Reading passage:
════

The flag matrix is closest across nuggetizer, ragnarok, and umbrela. rank_llm shares the introspection surface and envelope shape, but some execution flags and artifact naming are repo-specific.
When a task depends on the current contract shape, start with <repo> describe ..., <repo> schema ..., or <repo> doctor --output json before assuming a sibling repo matches remembered behavior.
Shared Command Families
Every repo exposes:
| Command | Purpose |
|---|
describe <cmd> | Machine-readable contract: flags, defaults, enums, examples |
schema <name> | JSON Schema for inputs, outputs, envelope |
doctor | Environment and dependency preflight |
validate <target> | Input/artifact validation without model execution |
prompt list|show|render | Inspect and render prompt templates |
view <path> | Inspect existing artifact files |
Plus repo-specific execution verbs:
- nuggetizer:
create, assign, metrics
- ragnarok:
generate, validate, convert
- rank_llm:
rerank, evaluate, analyze, retrieve-cache, serve
- umbrela:
judge, evaluate
Reference Files
Read these on demand for detailed specifications:
references/envelope-schema.md — Full castorini.cli.v1 envelope specification
references/shared-flags.md — Common flags and introspection commands across the shared Castorini CLIs
references/artifact-shape.md — Artifact metadata shape and conventions
Gotchas
- Flag casing: All four repos use kebab-case for packaged CLI flags (
--input-file, not --input_file). Legacy compatibility scripts may still use snake_case internally.
--output vs --output-file: --output controls format (text|json|jsonl); --output-file controls destination path. These are independent.
- Write policies are mutually exclusive:
--resume, --overwrite, and --fail-if-exists cannot be combined.
--dry-run vs --validate-only: --dry-run resolves inputs and reports what would happen. --validate-only checks the declared contract (schemas, types) without resolving resources.
- Exit code 7 means partial success — some records succeeded, others failed. Check
errors array in the JSON envelope.
rank_llm command names differ: its primary execution verbs are rerank and evaluate, not generate or judge.
- No automated contract tests yet verify sibling CLIs agree on the shared envelope. When in doubt, inspect the target repo directly with
<repo> schema <name> or <repo> describe <command>.

════

Recorded data:

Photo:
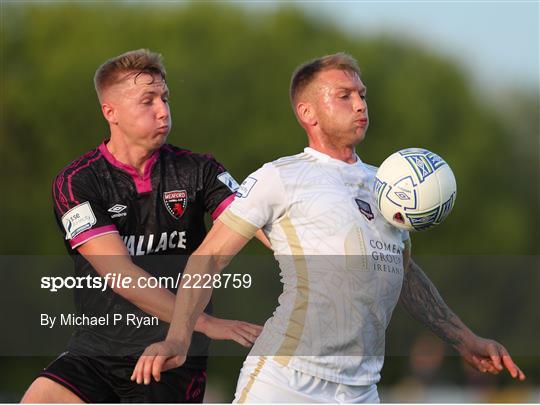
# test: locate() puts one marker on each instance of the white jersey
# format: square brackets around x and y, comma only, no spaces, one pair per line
[341,264]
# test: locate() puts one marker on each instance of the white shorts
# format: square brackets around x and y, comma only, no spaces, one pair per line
[264,380]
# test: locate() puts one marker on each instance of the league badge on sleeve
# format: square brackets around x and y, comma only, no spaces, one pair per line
[364,208]
[78,219]
[246,187]
[229,181]
[176,202]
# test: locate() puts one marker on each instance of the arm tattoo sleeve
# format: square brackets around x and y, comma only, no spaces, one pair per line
[423,302]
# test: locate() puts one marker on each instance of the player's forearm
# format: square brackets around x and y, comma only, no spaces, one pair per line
[190,302]
[158,302]
[423,302]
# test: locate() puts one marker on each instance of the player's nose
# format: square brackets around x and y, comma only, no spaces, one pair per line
[163,110]
[360,103]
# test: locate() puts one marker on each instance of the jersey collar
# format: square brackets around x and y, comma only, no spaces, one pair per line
[328,159]
[144,183]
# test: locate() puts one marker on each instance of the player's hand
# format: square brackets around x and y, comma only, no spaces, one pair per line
[489,356]
[158,357]
[243,333]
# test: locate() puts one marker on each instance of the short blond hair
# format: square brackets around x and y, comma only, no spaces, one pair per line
[306,72]
[132,63]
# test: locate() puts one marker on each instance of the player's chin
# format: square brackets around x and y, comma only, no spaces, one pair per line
[159,139]
[360,134]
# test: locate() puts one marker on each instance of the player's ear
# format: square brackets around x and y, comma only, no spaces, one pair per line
[109,112]
[306,113]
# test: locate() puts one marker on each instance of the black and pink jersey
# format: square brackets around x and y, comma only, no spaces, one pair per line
[159,216]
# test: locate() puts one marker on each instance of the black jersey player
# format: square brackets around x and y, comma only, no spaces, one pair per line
[134,207]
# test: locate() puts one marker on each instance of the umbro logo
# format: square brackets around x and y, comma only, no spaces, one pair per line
[117,210]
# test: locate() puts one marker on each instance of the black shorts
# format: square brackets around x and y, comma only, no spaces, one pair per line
[107,379]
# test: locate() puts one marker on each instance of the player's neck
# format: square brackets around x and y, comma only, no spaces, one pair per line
[346,154]
[132,155]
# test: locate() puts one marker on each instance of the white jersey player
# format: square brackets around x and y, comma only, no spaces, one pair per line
[343,267]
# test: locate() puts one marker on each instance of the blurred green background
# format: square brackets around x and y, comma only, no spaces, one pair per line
[228,72]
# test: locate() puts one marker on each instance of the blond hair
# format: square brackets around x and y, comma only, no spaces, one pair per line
[306,72]
[132,63]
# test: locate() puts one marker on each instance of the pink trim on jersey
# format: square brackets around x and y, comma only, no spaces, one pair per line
[67,384]
[59,197]
[91,234]
[78,169]
[144,183]
[222,206]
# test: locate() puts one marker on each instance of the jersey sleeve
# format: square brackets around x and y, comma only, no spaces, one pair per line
[219,188]
[79,211]
[259,201]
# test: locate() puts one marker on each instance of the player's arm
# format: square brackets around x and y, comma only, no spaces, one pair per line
[264,240]
[216,251]
[423,302]
[108,254]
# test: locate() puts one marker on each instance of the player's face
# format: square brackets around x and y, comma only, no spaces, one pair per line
[340,105]
[142,110]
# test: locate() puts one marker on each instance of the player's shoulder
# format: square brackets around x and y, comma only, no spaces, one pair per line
[292,160]
[83,166]
[186,156]
[370,169]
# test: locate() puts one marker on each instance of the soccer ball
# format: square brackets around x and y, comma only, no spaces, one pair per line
[415,189]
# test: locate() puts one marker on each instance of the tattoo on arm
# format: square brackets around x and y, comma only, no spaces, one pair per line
[423,302]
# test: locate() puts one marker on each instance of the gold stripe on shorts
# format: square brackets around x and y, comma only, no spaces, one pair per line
[251,381]
[237,224]
[297,319]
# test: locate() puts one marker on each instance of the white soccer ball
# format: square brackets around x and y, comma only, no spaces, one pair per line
[415,189]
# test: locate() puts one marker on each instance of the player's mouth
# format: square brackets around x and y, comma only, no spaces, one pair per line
[363,122]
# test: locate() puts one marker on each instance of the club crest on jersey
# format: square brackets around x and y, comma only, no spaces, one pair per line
[364,208]
[176,202]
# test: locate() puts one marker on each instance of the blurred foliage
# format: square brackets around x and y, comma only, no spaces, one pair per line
[228,73]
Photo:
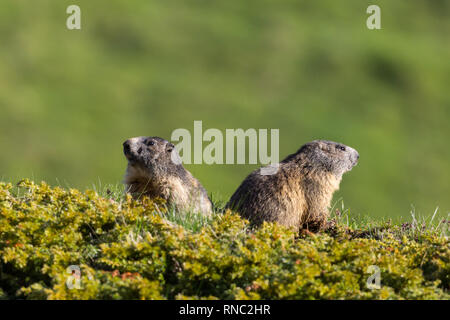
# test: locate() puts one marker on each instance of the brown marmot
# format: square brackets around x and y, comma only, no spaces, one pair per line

════

Parts of the exercise:
a. Do the following statements agree with the CLI notes? For each, answer yes or no and quote the deciding words of the CLI notes. (i) The --resume and --overwrite flags can be used together. (ii) Exit code 7 means some records succeeded while others failed. (iii) The packaged CLI flags in the four repos use snake_case.
b. From the entries, extract the lines running from the line with "the player's arm" through the last line of the entries, both ends included, copying them unchanged. Leave the pictures out.

Task responses:
a.
(i) No: "--resume, --overwrite, and --fail-if-exists cannot be combined."
(ii) Yes: "Exit code 7 means partial success — some records succeeded, others failed."
(iii) No: "All four repos use kebab-case for packaged CLI flags"

b.
# test: locate() puts one marker on each instance of the player's arm
# format: square brackets around x and y, comma only, no spaces, one pair per line
[264,240]
[216,251]
[423,302]
[108,254]
# test: locate() puts one marker on each instance of the player's face
# format: square brackets around x and y, comma only, no spaces, one pair per line
[340,105]
[142,110]
# test: locate() puts one marker on each instance of the player's shoulder
# format: square brackets around x and y, comma only, no spaces, one pair per line
[292,160]
[83,166]
[186,156]
[370,169]
# test: locate() puts one marker on each instance of the soccer ball
# format: square brackets around x and y, comma only, no spaces, one pair per line
[415,189]
# test: locate() puts one marker on each instance of the tattoo on arm
# format: square brackets around x and y, comma only, no spaces, one pair per line
[423,302]
# test: locate() puts one marker on each instance of the gold stripe on shorts
# format: square brackets around x and y, comma only, no spaces, one pair per line
[251,381]
[237,224]
[297,319]
# test: locate() puts one marker on each instance of the white soccer ball
# format: square brackets around x and y, comma only, no spaces, one pair per line
[415,189]
# test: locate() puts one marker on each instance of the player's mouth
# format: square brackets around x and y, comma only, no spaces, one pair per line
[363,122]
# test: locate() puts one marker on each instance of the club crest on jersey
# format: square brackets around x and y, comma only, no spaces, one pair per line
[364,208]
[176,202]
# test: locate() puts one marker on each instance of the blurred foliage
# format: square brackets around x and y, comma only, no spaces, one pair per line
[228,73]
Photo:
# test: locate() puts one marker on each instance of the brown marmot
# format: square brackets around x and y, comma only, no spaces, one pair per line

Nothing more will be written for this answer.